WHAT YOU WILL DO → In this exercise, every entry below is to be reproduced word for word.

SUPPLIED DATA →
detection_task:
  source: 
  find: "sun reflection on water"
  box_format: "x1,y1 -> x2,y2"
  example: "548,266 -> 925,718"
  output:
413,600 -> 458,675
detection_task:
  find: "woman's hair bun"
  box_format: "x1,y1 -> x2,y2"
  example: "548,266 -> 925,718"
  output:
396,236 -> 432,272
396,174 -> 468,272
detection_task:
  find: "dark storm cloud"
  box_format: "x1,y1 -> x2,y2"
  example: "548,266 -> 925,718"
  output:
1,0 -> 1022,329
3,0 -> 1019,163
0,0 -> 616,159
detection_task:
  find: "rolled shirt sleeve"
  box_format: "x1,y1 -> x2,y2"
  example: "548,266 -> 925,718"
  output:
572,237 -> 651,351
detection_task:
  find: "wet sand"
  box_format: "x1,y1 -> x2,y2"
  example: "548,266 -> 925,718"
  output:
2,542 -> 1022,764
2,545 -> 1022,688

REPLY →
detection_task:
  source: 
  find: "sun reflection on water"
  box_format: "x1,y1 -> x2,y2"
  example: "548,266 -> 925,718"
  output:
413,600 -> 458,675
detection_task:
  find: "woman's hair bun"
  box_format: "x1,y1 -> x2,y2"
  example: "548,266 -> 925,718"
  output:
396,236 -> 432,272
396,174 -> 468,272
detection_task:
  find: "dark storm cloud"
  box_format: "x1,y1 -> x2,y2"
  example: "548,266 -> 925,718"
  output:
1,0 -> 1022,329
3,0 -> 1019,163
0,0 -> 616,159
detection_task:
  find: "rolled shirt sleeve"
  box_format: "x1,y1 -> x2,y2"
  example: "548,266 -> 925,718"
  output:
572,237 -> 651,351
detection_task:
  find: "wet sand"
  box_format: "x1,y1 -> x2,y2"
  example: "548,266 -> 925,718"
  output:
2,542 -> 1022,764
2,545 -> 1022,688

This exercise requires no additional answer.